— START —

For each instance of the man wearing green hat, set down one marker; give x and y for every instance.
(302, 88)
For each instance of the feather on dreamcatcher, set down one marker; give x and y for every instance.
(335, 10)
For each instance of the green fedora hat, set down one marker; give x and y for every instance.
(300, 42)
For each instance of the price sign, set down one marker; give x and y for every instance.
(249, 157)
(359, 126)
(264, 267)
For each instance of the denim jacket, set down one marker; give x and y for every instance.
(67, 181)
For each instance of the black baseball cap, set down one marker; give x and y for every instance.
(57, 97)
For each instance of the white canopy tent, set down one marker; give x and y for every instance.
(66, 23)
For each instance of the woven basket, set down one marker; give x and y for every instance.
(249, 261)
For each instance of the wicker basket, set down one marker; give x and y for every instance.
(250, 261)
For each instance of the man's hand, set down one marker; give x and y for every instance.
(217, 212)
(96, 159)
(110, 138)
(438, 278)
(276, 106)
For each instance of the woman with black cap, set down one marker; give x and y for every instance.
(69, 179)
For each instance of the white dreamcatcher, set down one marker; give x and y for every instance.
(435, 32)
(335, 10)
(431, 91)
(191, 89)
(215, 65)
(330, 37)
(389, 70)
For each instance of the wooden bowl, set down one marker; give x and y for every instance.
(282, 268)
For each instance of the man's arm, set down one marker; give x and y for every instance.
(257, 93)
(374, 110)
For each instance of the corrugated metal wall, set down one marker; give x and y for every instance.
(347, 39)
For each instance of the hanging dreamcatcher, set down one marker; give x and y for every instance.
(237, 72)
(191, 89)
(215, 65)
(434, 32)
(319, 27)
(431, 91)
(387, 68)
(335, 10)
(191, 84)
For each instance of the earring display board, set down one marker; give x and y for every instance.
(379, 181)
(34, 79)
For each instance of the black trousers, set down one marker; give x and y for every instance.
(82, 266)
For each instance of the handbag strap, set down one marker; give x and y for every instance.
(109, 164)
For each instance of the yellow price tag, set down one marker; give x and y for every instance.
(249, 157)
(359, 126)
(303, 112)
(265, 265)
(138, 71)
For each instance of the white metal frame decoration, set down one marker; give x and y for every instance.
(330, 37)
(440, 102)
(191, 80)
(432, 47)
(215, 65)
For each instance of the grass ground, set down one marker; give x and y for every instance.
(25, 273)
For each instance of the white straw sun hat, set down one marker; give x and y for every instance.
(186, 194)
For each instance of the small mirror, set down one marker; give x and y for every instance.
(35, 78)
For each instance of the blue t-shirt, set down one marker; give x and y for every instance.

— END —

INSTRUCTIONS TO FOLLOW: Convert the part of the items that opens with the line containing "For each instance of the grass" and runs through the end of the items into a numbered list, one line per entry, leaving out blank lines.

RESPONSE TO THIS EXERCISE:
1. For each instance of the grass ground, set down one marker; give x and y for every instance.
2. (25, 273)
3. For each instance of the white straw sun hat, set down one marker; give x and y for every instance.
4. (186, 194)
5. For each instance of the small mirror, set down one marker; give x and y for every instance.
6. (35, 78)
7. For each instance of the blue t-shirt, set down one marker; give x and y for every instance.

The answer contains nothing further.